[Work instructions] In the passage on news coverage of paid family leave below, give again the part starting at "Radio and television" and ending at "the common themes.", substituting "listeners" for "callers".

[Text section]
:::::

The costs or benefits of paid family leave were calculated differently in the news media depending on the agenda of writer or speaker. While the intent of reporters is to convey the factual details of the bill, others are using the numbers to make a winning argument and draw readers to their side. For example, an editorial in the San Diego Union Tribune cited a Chamber of Commerce study: "The chamber estimates that SB 1661 would cost $3 billion in the first year alone."38 These numbers were presented to refute the estimated $89 million in business savings found in a study by economists at the University of Chicago and at the University of California.39 In the end, dueling numbers become meaningless, as the reader is lost in a sea of unanchored claims.

California versus national reporting

In part because it was a Landmark Law, paid family leave got national news attention. We found the national reporting reflected many of the frames the California news contained. The only major difference was that national coverage asked the question, "What does the policy in California mean for us here?" In opinion pieces, the answer to the question reflected the perspective of the writer. Those opposed to paid family leave said that California is exceptional and similar legislation was unlikely locally. Indeed, one letter writer thought that if it was law in California, then it's a good idea for his state to avoid paid family leave: "California's passage of such a law is good reason for Indiana not to do it. They have been doing some strange things out there."40 Similarly, if the writer supported paid family leave, the piece called California the harbinger for the nation, emphasizing the positive aspects of the Landmark Law frame: "If it works, California will point the way for the rest of us in providing a safety net for stressed-out families."41

Because the law applies to domestic partners in California, we expected to see news coverage and opinion that debated whether same-sex partners should benefit from paid family leave. We were wrong. There was virtually no news coverage in California that raised the issue of same-sex couples sharing in the benefit. We saw one opinion column in the national coverage that praised the extension of the benefit to gay and lesbian couples, celebrating the fact that it was a "regular" part of the legislation and did not require special attention. Deb Price, news editor at the Washington Bureau of the Detroit News wrote in her piece: "In an historic California breakthrough that will reverberate nationwide, gay and lesbian workers are being equally included — right form the start — in a major new benefit program intended to ensure that employees can afford to take time off to care for a family member."42

Radio and television

Our sample of radio was limited; five radio transcripts is not enough to characterize radio on its own. Four of the five were national broadcasts that occurred once the legislation was signed; the other was a local public radio segment that aired almost two months before the signing. While the radio shows generally featured the same cast of spokespeople and frames found in the print media coverage, the one difference was the unscripted rapid input of callers from across the nation, though again the callers reflected the common themes.

:::::

[Provided material]
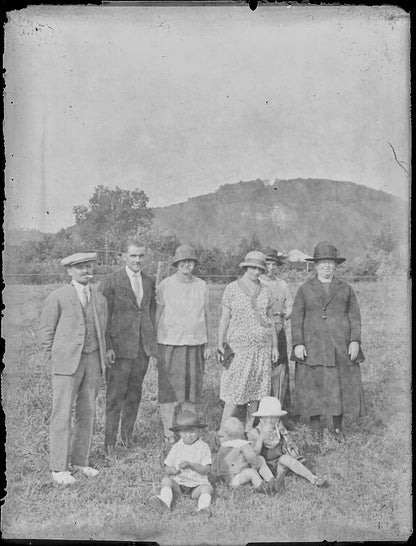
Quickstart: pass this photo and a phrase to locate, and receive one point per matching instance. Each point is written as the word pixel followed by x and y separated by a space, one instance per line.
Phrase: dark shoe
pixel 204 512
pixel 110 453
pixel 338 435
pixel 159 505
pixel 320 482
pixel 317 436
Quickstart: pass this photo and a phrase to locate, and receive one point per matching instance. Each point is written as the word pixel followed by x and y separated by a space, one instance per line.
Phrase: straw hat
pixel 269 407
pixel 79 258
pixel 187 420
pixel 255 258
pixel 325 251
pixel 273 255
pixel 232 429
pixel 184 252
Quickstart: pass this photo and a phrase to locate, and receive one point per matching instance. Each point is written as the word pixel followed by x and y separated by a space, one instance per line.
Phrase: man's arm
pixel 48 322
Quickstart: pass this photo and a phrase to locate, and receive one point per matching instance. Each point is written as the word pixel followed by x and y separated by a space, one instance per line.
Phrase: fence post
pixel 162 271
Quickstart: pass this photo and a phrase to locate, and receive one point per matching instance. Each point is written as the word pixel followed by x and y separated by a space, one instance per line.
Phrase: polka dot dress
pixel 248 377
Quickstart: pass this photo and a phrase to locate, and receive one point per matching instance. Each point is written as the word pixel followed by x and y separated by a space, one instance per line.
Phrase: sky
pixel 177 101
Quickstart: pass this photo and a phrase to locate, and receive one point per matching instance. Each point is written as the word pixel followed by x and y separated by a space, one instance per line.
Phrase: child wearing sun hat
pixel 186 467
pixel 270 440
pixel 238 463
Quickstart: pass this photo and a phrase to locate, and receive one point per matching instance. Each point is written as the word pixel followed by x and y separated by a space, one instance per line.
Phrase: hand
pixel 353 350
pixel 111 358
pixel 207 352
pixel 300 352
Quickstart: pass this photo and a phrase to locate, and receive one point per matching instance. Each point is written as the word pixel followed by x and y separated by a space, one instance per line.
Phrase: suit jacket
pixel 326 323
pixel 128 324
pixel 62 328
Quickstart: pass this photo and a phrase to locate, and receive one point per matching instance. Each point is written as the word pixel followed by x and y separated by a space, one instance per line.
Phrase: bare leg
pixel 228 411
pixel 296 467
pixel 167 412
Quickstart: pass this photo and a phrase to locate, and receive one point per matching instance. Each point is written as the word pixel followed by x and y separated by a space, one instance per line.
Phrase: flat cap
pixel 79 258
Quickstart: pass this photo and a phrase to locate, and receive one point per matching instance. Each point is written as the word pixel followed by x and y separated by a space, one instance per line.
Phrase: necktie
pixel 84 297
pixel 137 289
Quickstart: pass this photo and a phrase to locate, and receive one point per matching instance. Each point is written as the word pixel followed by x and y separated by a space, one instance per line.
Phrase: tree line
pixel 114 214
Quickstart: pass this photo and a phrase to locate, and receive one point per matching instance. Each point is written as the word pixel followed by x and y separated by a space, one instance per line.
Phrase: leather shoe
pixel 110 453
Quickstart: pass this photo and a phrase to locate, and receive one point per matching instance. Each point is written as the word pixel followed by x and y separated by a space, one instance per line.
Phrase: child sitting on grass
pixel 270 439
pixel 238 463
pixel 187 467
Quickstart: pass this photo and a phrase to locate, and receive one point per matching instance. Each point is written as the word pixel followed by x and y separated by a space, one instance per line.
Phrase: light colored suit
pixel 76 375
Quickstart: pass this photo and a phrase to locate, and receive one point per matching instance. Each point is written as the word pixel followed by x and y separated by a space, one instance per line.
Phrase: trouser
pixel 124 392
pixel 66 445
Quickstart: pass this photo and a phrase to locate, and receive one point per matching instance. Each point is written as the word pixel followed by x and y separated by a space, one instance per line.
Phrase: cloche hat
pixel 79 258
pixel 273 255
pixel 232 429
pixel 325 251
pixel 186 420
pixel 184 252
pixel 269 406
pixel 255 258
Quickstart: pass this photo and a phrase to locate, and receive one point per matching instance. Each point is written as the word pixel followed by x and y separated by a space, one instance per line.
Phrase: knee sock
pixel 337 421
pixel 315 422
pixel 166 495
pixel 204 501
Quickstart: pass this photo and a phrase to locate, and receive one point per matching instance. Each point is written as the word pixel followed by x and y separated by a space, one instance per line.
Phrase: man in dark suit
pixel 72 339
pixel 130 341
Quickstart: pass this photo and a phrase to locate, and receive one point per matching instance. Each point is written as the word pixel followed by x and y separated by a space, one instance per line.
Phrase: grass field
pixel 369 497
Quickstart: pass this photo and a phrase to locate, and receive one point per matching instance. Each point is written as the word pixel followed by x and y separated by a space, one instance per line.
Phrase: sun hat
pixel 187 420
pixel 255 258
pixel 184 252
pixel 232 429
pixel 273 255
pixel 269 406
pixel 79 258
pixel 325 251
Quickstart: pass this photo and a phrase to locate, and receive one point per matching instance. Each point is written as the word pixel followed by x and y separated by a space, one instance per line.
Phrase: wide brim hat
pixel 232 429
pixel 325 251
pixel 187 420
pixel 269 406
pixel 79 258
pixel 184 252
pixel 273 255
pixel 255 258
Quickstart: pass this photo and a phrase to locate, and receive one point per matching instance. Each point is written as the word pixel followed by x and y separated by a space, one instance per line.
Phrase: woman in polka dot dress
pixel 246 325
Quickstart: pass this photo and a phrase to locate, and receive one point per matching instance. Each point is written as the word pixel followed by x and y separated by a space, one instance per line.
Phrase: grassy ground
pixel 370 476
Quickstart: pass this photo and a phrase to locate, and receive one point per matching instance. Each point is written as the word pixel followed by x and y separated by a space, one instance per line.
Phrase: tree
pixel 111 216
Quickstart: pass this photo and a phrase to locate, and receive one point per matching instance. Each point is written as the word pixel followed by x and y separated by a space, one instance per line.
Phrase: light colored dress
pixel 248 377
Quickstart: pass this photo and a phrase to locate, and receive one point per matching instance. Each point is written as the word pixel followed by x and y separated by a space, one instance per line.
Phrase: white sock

:::::

[Exercise response]
Radio and television

Our sample of radio was limited; five radio transcripts is not enough to characterize radio on its own. Four of the five were national broadcasts that occurred once the legislation was signed; the other was a local public radio segment that aired almost two months before the signing. While the radio shows generally featured the same cast of spokespeople and frames found in the print media coverage, the one difference was the unscripted rapid input of listeners from across the nation, though again the listeners reflected the common themes.